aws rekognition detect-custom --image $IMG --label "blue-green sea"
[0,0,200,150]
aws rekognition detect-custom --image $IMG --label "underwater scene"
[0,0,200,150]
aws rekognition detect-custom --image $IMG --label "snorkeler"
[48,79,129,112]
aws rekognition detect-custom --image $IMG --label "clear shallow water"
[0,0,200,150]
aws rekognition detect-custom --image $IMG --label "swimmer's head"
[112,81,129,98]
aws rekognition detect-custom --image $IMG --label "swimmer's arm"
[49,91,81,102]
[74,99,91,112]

==

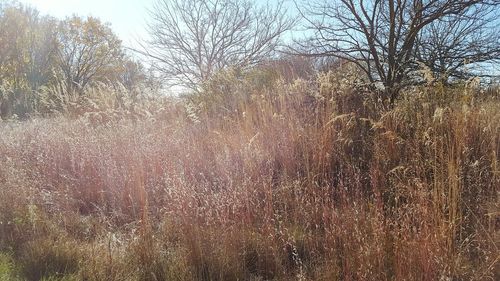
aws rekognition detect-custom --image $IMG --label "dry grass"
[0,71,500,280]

* * *

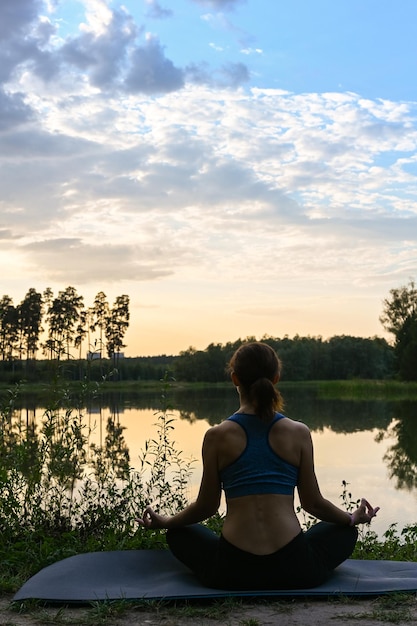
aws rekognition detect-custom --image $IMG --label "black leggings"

### INSTRUCTION
List each line in the data above that contains the string "detect". Case counts.

### EXERCISE RESPONSE
aws rekognition detect-custom --image $IMG --label "blue-green sea"
aws rekognition detect-custom --image $IMG --label "underwater scene"
aws rekognition detect-custom --image $IMG --label "snorkeler"
aws rekognition detect-custom --image $IMG --label "clear shallow water"
aws rekognition detect-custom --image $IMG --label "swimmer's head"
aws rekognition detect-custom --image $IMG --label "swimmer's arm"
aws rekognition detect-custom --image $IMG --label "dry grass"
aws rekognition detect-custom --image $IMG --label "black leggings"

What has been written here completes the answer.